**** Entries provided

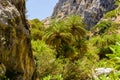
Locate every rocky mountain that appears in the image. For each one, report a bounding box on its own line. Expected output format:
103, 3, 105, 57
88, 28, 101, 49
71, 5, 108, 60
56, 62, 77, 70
52, 0, 116, 29
0, 0, 35, 80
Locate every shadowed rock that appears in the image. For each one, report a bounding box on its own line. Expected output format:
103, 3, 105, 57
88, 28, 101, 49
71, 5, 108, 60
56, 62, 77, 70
52, 0, 115, 29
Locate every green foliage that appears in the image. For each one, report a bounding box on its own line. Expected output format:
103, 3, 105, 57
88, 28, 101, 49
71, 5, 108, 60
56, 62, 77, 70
32, 40, 55, 78
31, 9, 120, 80
30, 19, 45, 40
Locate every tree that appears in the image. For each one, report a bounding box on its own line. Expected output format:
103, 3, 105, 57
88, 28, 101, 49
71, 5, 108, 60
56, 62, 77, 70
44, 21, 73, 53
65, 15, 86, 38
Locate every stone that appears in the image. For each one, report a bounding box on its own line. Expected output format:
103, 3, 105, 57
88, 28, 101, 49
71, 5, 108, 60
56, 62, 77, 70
52, 0, 115, 29
0, 0, 35, 80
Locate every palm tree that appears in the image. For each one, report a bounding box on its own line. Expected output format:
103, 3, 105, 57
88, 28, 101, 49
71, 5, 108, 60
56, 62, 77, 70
65, 15, 86, 38
44, 21, 73, 52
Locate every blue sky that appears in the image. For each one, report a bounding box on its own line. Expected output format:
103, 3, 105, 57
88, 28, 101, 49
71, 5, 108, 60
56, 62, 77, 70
26, 0, 58, 20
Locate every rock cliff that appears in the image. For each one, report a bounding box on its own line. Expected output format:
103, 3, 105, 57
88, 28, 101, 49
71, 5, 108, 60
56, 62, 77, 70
0, 0, 35, 80
52, 0, 115, 29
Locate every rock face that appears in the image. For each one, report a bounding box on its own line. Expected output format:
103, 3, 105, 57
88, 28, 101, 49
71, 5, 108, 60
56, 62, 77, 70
52, 0, 115, 28
0, 0, 35, 80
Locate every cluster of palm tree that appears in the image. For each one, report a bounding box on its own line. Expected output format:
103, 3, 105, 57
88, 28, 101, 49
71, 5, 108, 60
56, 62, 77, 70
43, 15, 87, 59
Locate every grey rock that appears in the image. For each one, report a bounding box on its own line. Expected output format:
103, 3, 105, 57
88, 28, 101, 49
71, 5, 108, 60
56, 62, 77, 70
52, 0, 115, 29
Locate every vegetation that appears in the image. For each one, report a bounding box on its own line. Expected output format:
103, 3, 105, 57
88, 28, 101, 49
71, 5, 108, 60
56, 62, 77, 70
30, 2, 120, 80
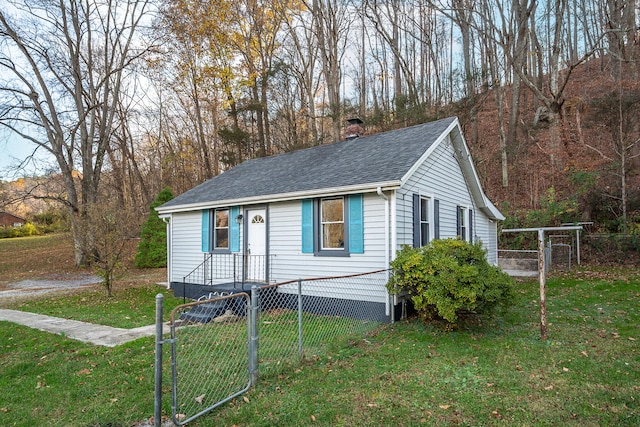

********

- Job
Please count the lines in the rows above that contain the string "palm", matching case exactly, and reply with the number alone.

- Response to the task
2